Text to read -
Doesn't this leak the memory block correspondingn to the previous
value of buffer0?

+         first_block = false;
+       }
+      else
+        {
+          read0 = block_read (fd0, buffer0, bytes_to_read);
+#if 0
+      if (read0 == SIZE_MAX)
+       error (EXIT_TROUBLE, errno, "%s", file[0]);
+#endif
+       }
+
+      read1 = block_read (fd1, buffer1, bytes_to_read);
+#if 0
+      if (read1 == SIZE_MAX)
+       error (EXIT_TROUBLE, errno, "%s", file[1]);
+#endif
+
+      if (read0 != read1)
+       return false;
+
+      /* Insert sentinels for the block compare.  */
+
+      buffer0[read0] = ~buffer1[read0];
+      buffer1[read1] = ~buffer0[read1];

This will fail if read0 is SIZE_MAX, or read1 is SIZE_MAX.

+
+      first_diff = block_compare ((word *) buffer0, (word *) buffer1);
+
+      byte_number += first_diff;
+
+      if (first_diff < read0)
+       return false;
+    }
+  while (differing <= 0 && read0 == buf_size);
+
+  return differing == 0 ? true : false;
+}
+
+/* Compare two blocks of memory P0 and P1 until they differ.
+   If the blocks are not guaranteed to be different, put sentinels at the ends
+   of the blocks before calling this function.
+
+   Return the offset of the first byte that differs.  */
+
+static size_t
+block_compare (word const *p0, word const *p1)
+{
+  word const *l0, *l1;
+  char const *c0, *c1;
+
+  /* Find the rough position of the first difference by reading words,
+     not bytes.  */
+
+  for (l0 = p0, l1 = p1;  *l0 == *l1;  l0++, l1++)
+    continue;
+
+  /* Find the exact differing position (endianness independent).  */
+
+  for (c0 = (char const *) l0, c1 = (char const *) l1;
+       *c0 == *c1;
+       c0++, c1++)
+    continue;
+
+  return c0 - (char const *) p0;
+}
+
+/* Following macros adapted from src/system.h in GNU diffutils 2.9.
+
+   Copyright (C) 1988-1989, 1992-1995, 1998, 2001-2002, 2004, 2006, 2009-2010
+   Free Software Foundation, Inc.  */
+
+/* Do struct stat *S, *T describe the same special file?  */
+#if HAVE_STRUCT_STAT_ST_RDEV && defined S_ISBLK && defined S_ISCHR
+# define same_special_file(s, t) \
+    (((S_ISBLK ((s)->st_mode) && S_ISBLK ((t)->st_mode)) \
+      || (S_ISCHR ((s)->st_mode) && S_ISCHR ((t)->st_mode))) \
+     && (s)->st_rdev == (t)->st_rdev)

Exercises -
• A. In the code review text, what does the comment above block_compare say the function returns?
• B. Give everything in the entries from the line containing "Please mark every instance of the tree" down to the end of the entries as a JSON list of strings, one string per line, leaving out blank lines.
The code review text has no connection to the entries that follow it.

Task inputs -
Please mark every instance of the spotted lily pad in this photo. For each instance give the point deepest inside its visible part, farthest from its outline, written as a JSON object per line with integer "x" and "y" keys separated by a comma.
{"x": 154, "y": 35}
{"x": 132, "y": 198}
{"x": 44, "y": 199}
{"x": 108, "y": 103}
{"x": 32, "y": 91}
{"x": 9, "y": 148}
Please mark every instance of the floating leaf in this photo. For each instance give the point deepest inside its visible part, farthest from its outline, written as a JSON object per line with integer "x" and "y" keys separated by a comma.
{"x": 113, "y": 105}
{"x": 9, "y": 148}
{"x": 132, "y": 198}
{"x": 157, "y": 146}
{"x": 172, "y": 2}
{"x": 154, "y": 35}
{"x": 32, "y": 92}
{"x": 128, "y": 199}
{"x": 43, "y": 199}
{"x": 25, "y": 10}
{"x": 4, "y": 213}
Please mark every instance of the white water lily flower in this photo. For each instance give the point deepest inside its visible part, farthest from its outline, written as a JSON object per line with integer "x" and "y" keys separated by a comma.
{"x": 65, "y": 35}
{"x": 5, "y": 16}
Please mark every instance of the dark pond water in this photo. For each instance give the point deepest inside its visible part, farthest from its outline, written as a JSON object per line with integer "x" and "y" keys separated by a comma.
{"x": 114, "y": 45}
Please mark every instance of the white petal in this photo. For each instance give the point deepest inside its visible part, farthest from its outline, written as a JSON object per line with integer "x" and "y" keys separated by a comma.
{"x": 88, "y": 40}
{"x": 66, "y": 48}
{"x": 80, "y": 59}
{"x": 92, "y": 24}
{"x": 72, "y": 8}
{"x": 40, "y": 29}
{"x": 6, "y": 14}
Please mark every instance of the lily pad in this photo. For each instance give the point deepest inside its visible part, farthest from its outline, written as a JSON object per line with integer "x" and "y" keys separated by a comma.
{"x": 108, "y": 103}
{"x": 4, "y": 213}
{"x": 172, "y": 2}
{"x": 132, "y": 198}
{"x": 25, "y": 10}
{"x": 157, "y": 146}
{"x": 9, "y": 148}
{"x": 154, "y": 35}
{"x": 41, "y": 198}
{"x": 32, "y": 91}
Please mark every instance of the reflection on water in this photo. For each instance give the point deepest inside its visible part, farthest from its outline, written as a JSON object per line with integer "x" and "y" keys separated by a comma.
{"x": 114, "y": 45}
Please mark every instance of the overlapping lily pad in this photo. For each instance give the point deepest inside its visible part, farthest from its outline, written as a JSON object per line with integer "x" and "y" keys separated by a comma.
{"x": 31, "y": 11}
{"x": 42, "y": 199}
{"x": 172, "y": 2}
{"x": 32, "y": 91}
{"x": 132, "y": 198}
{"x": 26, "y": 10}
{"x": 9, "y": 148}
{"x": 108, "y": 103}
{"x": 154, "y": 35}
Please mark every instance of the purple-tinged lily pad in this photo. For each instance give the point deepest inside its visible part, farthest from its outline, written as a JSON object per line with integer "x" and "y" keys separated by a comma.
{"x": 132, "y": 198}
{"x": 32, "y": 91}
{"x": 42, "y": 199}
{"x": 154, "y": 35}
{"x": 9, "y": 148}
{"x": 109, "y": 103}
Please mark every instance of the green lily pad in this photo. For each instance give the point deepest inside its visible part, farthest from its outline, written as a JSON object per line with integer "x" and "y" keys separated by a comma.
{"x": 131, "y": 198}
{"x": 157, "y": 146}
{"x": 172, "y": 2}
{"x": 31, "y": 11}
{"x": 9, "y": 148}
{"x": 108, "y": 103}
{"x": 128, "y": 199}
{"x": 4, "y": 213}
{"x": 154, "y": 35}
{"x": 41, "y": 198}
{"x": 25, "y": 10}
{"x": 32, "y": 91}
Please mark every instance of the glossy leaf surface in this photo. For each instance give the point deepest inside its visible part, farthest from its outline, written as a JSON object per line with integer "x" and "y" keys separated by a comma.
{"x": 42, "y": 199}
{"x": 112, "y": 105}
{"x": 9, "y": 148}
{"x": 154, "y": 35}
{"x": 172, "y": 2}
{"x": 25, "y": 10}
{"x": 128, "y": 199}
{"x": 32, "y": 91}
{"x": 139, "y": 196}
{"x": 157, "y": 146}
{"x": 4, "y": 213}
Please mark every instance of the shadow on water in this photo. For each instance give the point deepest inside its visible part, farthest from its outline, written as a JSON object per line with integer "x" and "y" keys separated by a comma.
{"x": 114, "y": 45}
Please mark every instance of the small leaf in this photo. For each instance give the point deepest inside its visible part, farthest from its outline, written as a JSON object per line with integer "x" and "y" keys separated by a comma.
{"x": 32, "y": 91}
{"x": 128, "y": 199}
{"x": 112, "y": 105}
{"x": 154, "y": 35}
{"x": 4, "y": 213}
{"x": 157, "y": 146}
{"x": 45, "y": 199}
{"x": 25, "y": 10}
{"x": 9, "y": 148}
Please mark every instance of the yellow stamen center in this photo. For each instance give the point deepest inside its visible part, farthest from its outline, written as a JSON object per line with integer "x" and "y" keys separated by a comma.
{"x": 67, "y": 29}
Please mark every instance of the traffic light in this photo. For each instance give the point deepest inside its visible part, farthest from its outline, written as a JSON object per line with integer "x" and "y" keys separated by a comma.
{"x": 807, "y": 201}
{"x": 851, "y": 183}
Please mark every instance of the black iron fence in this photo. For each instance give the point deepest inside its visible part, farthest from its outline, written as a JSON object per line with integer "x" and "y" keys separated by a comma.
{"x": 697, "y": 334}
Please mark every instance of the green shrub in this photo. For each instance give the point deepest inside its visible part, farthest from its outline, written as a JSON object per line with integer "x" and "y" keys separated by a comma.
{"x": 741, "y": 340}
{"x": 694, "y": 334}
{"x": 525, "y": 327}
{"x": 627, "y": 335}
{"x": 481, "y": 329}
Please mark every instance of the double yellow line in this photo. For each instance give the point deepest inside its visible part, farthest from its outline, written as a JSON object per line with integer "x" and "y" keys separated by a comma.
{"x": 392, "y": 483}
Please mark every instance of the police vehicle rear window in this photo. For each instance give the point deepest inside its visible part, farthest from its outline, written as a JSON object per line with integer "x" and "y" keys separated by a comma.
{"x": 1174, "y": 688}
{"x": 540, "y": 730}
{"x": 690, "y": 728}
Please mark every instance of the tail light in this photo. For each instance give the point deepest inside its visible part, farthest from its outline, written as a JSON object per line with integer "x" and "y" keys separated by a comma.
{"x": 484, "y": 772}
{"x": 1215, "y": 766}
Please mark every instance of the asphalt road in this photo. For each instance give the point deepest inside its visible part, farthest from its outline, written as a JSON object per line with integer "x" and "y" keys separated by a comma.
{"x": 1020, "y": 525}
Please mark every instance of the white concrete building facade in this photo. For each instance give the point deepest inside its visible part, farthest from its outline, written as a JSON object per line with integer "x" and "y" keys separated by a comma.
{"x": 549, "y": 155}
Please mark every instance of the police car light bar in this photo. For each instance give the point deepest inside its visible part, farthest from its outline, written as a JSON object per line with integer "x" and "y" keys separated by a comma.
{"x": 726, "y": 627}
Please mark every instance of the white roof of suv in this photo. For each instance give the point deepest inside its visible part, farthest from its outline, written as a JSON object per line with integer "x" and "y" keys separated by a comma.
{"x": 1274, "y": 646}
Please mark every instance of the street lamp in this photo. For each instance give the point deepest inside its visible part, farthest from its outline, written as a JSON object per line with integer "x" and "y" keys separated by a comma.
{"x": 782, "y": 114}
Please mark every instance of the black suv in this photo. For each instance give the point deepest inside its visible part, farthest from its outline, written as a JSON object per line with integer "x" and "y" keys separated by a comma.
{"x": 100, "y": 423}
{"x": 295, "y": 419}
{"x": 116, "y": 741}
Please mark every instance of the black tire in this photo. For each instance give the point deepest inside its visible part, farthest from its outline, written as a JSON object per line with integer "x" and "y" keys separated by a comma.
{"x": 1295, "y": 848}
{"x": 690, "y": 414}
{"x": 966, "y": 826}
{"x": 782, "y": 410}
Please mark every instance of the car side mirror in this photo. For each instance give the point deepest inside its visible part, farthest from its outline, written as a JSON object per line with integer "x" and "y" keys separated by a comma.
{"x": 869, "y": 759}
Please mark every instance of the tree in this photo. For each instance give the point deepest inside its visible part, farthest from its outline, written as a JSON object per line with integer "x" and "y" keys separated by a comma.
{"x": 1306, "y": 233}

Solved problems -
• A. The offset of the first byte that differs.

• B.
[
  "Please mark every instance of the tree in this photo. For each instance give the point deepest inside its visible part, farthest from its outline, written as a JSON object per line with integer \"x\" and \"y\" keys separated by a comma.",
  "{\"x\": 1306, \"y\": 233}"
]